[书面任务 1] 判断下列关于DirectX9光照教程的三个说法是否与该教程相符：(a) 镜面光默认是开启的；(b) 漫射光照射到表面后会在所有方向上均匀反射；(c) 材质中的Power成员用于增强物体的亮度。每项回答“是”或“否”，并原样引用教程中起决定作用的文字。
[书面任务 2] 从下文DirectX9光照教程的最后一句之后续写这篇教程。

[文本段落]
= = = = = = =

DirectX9:基础篇 第四章 光照

一.简介

二.灯光模型

1.环境光(Ambient Light)

 环境光(Ambient Light):这种灯光将被其他所有表面反射且被用在照亮整个场景

2.漫射光(Diffuse Light)

漫反射(Diffuse Reflection):这种灯光按照特殊方向传播,当它照射到一个表面,它将在所有方向上均匀反射

3.镜面光(Specular Light)

镜面反射(Specular Reflection):这种灯光按照特殊方向传播,当它照射到一个表面,它会严格按照一个方向传播

镜面光默认是关闭的,要使用镜面光必须设置

//开启镜面光反射计算
Device->SetRenderState(D3DRS_SPECULARENABLE,true);

三.灯光颜色

每一种灯光模型都是通过颜色结构体(D3DXCOLOR)或者颜色类(D3DCOLORVALUE)来绘制的

D3DXCOLOR redAmbient(1.0f, 0.0f, 0.0f, 1.0f);
D3DXCOLOR blueDiffuse(0.0f, 0.0f, 1.0f, 1.0f);
D3DXCOLOR whiteSpecular(1.0f, 1.0f, 1.0f, 1.0f);

四.灯光材质

材质允许我们定义物体表面对各种颜色光的反射比例

//材质用结构体D3DMATERIAL9
typedef struct D3DMATERIAL9{
    D3DCOLORVALUE Diffuse;    　　  
    D3DCOLORVALUE Ambient;    　　
    D3DCOLORVALUE Specular;       
    D3DCOLORVALUE Emissive;        
    float Power;              　　　　      
}D3DMATERIAL9,*LPD3DMATERIAL9;

• Diffuse

　　　　//指定材质对漫射光的反射率

• Ambient

　　　　//指定材质对环境光的反射率   

• Specular

　　　　//指定材质对镜面光的反射率

• Emissive

　　　　//用于增强物体的亮度

• Power

　　　　//指定镜面高光点的锐度(sharpness)

= = = = = = =

[记录]

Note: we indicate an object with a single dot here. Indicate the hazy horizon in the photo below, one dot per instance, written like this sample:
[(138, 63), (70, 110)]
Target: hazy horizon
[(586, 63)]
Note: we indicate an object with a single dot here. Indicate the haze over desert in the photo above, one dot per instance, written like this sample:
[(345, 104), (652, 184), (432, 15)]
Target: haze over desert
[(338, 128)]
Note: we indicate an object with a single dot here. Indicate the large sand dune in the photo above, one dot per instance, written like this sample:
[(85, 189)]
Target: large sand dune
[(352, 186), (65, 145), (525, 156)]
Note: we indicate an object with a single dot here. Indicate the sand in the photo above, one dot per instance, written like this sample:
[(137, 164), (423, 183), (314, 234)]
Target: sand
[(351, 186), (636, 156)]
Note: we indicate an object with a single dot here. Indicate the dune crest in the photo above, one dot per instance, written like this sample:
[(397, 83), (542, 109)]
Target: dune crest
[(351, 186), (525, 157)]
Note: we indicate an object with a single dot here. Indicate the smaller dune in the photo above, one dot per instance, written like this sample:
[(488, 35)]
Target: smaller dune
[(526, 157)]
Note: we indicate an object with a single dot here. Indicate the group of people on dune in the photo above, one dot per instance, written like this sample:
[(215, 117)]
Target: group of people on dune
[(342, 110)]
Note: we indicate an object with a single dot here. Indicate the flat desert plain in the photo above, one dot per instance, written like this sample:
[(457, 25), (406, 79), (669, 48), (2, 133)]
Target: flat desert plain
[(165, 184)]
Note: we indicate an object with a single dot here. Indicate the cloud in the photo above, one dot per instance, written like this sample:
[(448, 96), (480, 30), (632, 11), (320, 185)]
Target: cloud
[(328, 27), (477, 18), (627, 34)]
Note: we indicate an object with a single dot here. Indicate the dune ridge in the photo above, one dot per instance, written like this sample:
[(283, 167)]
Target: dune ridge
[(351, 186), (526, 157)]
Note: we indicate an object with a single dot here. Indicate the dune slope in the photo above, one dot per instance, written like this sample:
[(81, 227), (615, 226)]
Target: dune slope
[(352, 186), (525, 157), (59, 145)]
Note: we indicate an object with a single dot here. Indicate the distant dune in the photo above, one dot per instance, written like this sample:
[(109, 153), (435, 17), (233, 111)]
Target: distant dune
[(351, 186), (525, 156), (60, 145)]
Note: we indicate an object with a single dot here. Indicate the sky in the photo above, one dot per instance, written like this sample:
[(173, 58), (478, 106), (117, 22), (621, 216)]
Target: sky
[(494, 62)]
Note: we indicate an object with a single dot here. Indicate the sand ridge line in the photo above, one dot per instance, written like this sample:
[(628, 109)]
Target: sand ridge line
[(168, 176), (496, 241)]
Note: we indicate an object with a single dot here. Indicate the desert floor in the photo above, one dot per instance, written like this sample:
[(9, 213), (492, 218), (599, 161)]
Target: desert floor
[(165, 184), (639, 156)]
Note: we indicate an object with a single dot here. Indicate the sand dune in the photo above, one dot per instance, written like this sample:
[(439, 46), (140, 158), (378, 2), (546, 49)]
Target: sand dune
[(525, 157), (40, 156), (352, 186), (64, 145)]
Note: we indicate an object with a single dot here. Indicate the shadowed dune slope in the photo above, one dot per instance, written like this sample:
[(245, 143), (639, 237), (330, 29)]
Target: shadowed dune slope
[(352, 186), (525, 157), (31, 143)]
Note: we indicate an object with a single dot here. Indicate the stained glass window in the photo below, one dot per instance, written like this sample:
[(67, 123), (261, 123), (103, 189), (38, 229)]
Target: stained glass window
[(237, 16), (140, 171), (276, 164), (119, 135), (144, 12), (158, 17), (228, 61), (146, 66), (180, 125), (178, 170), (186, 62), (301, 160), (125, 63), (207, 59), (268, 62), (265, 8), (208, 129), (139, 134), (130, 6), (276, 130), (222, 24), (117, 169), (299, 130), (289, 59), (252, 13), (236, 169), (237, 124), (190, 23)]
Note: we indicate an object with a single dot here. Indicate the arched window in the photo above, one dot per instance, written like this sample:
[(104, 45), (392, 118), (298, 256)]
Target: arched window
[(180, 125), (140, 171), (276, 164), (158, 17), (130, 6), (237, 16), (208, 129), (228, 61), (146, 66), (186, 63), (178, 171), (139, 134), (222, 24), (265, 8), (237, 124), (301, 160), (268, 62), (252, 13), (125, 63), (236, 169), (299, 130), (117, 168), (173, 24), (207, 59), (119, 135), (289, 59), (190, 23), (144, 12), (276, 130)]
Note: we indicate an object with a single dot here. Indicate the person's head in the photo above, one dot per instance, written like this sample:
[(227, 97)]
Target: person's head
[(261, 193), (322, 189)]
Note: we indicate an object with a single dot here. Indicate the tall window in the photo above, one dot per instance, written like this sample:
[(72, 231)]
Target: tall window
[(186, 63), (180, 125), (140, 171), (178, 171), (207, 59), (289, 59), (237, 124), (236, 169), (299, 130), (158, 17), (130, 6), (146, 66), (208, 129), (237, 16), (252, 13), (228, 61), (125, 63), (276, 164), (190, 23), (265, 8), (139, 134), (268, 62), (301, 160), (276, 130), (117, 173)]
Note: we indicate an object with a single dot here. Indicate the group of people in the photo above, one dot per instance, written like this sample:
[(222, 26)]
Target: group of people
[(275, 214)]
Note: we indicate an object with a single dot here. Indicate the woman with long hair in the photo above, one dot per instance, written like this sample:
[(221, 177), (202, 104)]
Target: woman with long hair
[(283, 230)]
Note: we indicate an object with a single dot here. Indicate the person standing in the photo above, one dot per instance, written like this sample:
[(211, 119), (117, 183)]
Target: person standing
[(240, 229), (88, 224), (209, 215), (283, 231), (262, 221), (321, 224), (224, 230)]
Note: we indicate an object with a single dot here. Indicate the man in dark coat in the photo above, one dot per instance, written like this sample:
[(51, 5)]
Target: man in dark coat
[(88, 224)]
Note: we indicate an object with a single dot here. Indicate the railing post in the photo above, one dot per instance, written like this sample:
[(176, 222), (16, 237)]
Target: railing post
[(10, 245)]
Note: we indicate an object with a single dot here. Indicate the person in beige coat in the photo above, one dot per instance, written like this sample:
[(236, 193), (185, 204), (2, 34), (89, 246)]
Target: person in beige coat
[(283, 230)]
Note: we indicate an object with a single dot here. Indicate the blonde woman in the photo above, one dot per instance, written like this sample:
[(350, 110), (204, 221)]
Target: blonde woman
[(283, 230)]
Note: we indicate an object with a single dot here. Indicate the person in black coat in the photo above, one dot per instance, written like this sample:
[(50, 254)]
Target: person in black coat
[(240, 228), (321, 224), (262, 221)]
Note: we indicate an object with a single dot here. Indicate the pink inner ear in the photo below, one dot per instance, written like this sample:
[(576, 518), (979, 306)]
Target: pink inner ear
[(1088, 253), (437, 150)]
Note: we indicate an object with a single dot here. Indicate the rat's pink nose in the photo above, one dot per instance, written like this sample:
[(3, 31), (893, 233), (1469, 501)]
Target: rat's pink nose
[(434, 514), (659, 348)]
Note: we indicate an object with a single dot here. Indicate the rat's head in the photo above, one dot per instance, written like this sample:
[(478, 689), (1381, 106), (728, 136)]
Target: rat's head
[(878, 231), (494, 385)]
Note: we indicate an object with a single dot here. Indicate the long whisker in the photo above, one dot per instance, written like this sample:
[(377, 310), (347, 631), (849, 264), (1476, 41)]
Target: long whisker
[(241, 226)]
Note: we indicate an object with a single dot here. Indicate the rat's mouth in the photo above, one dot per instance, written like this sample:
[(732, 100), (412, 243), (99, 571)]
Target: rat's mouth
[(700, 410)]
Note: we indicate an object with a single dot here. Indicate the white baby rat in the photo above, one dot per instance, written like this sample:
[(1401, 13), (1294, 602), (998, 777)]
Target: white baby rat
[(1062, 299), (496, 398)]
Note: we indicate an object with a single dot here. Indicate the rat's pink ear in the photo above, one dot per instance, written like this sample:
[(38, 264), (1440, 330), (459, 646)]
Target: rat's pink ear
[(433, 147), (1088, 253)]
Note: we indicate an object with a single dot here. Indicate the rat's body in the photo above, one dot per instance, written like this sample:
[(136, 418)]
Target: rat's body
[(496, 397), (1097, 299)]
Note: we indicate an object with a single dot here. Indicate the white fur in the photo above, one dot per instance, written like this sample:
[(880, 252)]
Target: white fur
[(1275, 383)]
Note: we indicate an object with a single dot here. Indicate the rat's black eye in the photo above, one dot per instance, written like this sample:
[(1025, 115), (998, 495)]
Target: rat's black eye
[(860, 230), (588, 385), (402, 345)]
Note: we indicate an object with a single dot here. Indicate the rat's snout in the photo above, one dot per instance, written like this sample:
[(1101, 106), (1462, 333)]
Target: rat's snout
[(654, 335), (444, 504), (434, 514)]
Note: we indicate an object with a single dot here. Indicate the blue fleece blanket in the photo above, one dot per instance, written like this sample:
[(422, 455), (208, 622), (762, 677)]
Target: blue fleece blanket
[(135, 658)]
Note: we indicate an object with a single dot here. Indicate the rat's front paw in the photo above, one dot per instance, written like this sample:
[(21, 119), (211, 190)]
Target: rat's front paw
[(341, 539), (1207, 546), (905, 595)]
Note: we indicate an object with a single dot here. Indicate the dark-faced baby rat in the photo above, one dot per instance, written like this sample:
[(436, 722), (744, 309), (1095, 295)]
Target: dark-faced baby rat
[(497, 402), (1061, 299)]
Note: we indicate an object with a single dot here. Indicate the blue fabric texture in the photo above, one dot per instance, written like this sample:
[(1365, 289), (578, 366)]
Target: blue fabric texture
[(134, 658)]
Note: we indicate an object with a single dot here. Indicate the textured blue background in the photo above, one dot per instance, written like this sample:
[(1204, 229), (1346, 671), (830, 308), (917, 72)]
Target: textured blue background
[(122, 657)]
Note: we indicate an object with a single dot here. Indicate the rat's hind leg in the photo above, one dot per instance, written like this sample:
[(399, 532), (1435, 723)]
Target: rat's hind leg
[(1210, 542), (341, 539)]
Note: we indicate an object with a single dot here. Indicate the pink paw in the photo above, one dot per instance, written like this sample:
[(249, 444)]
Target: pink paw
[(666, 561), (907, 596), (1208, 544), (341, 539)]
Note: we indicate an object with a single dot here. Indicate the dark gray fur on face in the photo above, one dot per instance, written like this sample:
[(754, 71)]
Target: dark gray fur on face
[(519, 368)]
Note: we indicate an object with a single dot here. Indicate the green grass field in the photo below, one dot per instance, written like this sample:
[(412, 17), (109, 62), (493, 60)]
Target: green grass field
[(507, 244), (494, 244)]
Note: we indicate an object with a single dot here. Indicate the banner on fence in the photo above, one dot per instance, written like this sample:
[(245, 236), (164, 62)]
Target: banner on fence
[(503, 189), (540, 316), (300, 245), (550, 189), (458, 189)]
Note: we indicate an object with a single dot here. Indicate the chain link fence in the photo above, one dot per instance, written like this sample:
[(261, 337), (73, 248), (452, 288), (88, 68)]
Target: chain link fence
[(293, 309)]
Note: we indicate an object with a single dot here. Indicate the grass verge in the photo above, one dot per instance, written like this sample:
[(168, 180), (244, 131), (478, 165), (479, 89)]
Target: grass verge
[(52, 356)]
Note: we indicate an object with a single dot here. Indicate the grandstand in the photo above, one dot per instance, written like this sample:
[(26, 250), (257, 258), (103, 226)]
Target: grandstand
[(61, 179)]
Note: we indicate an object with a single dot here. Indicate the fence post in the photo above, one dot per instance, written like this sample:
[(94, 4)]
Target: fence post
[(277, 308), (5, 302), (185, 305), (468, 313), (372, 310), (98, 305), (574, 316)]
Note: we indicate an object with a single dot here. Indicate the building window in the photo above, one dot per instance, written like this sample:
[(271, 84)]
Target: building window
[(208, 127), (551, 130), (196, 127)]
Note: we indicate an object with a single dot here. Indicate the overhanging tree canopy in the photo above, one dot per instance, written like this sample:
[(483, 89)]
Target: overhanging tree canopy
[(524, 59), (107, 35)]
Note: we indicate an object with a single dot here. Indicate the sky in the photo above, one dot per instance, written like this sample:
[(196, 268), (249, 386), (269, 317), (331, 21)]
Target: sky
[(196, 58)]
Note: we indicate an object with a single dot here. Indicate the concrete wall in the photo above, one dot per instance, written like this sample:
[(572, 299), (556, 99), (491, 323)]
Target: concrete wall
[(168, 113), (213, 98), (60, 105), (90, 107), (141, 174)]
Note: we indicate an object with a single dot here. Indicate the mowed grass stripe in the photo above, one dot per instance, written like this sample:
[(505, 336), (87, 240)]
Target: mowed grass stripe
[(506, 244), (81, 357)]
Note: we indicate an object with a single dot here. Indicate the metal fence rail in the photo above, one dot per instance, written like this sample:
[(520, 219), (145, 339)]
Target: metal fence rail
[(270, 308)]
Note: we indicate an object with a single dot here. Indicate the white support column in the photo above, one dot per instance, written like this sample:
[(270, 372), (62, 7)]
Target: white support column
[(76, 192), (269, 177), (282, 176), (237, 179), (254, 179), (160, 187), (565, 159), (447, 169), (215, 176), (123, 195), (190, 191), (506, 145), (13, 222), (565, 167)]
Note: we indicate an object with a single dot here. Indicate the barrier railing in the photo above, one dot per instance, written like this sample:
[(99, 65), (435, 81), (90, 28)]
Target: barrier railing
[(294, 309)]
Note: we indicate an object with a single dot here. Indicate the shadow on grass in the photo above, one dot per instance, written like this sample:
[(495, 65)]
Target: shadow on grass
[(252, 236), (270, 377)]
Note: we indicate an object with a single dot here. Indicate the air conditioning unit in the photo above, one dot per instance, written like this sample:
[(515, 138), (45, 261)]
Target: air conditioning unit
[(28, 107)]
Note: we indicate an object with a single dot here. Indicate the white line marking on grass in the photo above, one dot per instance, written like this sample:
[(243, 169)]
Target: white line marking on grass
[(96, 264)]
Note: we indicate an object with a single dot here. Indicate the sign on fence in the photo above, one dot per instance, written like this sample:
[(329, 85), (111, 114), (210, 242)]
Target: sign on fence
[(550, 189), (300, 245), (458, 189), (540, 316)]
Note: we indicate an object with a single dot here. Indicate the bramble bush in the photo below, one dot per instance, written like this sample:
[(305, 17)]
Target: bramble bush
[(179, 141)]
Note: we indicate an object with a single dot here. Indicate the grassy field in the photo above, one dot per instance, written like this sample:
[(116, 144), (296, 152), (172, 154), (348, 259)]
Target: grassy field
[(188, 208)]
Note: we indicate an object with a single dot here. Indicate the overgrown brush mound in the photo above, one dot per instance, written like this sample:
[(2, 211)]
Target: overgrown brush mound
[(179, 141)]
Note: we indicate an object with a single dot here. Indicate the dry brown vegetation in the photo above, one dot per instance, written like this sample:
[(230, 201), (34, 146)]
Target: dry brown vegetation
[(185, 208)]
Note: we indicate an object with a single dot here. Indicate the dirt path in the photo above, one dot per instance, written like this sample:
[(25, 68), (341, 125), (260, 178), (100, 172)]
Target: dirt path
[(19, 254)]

= = = = = = =

[书面答案 1]
(a) 否：“镜面光默认是关闭的”
(b) 是：“它将在所有方向上均匀反射”
(c) 否：“指定镜面高光点的锐度(sharpness)”

[书面答案 2]
//只反射红光

D3DMATERIAL9 red;
::ZeroMemory(&red,sizeof(red));
red.Diffuse=D3DXCOLOR(1.0f,0.0f,0.0f,1.0f);  
red.Ambient=D3DXCOLOR(1.0f,0,0f,0.0f,1.0f);
red.Specular=D3DXCOLOR(1.0f,0.0f,0.0f,1.0f);
red.Emissive=D3DXCOLOR(0.0f,0.0f,0.0f,1.0f);
red.Power=5.0f;


Device->SetMaterial(&red);

// 全局材质

D3DMATERIAL9 d3d::InitMtrl(D3DXCOLOR a, D3DXCOLOR d, D3DXCOLOR s, D3DXCOLOR  e, float p)
{

    D3DMATERIAL9 mtrl;
    mtrl.Ambient = a;
    mtrl.Diffuse = d;
    mtrl.Specular = s;
    mtrl.Emissive = e;
    mtrl.Power = p;
    return mtrl;            
}

namespace d3d
{
    ...
    D3DMATERIAL9 InitMtrl(D3DXCOLOR a, D3DXCOLOR d, D3DXCOLOR s, D3DXCOLOR e, float p);

    const D3DMATERIAL9 WHITE_MTRL = InitMtrl(WHITE, WHITE, WHITE, BLACK, 8.0f);

    const D3DMATERIAL9 RED_MTRL = InitMtrl(RED, RED, RED, BLACK, 8.0f);

    const D3DMATERIAL9 GREEN_MTRL = InitMtrl(GREEN, GREEN, GREEN, BLACK, 8.0f);

    const D3DMATERIAL9 BLUE_MTRL = InitMtrl(BLUE, BLUE, BLUE, BLACK, 8.0f);

    const D3DMATERIAL9 YELLOW_MTRL = InitMtrl(YELLOW, YELLOW, YELLOW, BLACK, 8.0f);     
}

// IDirect3DDevice9::SetMaterial(CONST D3DMATERIAL9* pMaterial)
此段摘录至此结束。